- What the task requires
Pick out each line of the records below that contains the word "leaf", and copy those lines.

- Given data
>> START

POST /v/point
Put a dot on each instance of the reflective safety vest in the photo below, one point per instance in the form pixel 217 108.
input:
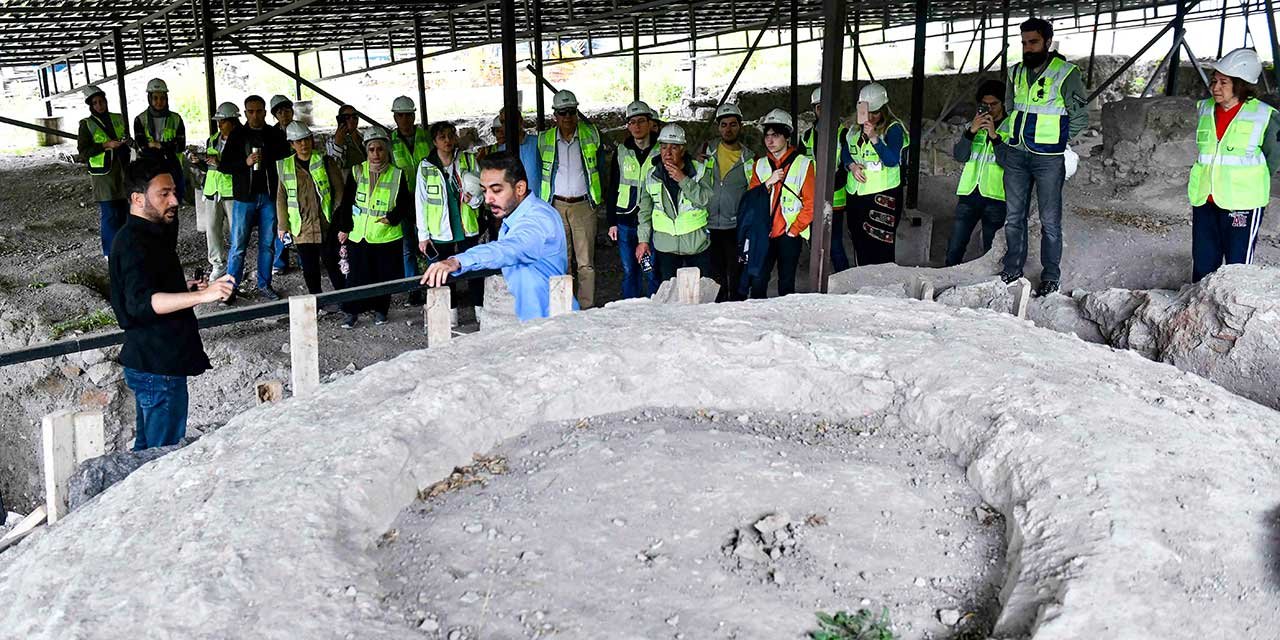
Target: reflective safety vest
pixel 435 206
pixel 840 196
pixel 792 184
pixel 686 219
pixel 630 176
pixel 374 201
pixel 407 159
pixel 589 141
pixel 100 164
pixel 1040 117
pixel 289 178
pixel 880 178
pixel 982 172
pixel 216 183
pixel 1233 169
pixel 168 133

>> END
>> START

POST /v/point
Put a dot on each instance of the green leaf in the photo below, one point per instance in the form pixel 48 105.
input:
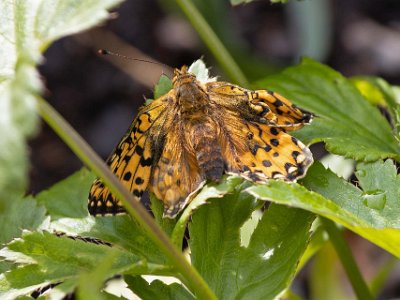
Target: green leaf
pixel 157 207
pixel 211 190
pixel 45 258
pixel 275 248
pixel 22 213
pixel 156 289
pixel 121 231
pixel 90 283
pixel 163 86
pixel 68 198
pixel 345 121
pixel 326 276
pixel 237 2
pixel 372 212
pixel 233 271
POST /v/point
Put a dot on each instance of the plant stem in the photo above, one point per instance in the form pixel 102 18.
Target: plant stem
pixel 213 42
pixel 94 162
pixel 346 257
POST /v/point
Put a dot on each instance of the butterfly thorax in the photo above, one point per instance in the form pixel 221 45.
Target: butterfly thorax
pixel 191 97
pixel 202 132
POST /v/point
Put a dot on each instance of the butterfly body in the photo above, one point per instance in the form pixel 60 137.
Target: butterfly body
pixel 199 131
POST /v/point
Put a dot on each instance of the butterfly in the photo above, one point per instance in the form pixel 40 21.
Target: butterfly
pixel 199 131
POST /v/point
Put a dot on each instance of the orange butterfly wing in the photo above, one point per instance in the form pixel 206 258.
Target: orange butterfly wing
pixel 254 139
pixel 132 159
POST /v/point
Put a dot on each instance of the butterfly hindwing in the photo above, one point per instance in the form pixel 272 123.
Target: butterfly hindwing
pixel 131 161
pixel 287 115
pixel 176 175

>> END

- Solution for this task
Put a dot on each instance of the green leaf in the photo below, one point per instance in the form pixel 48 105.
Target: green leaf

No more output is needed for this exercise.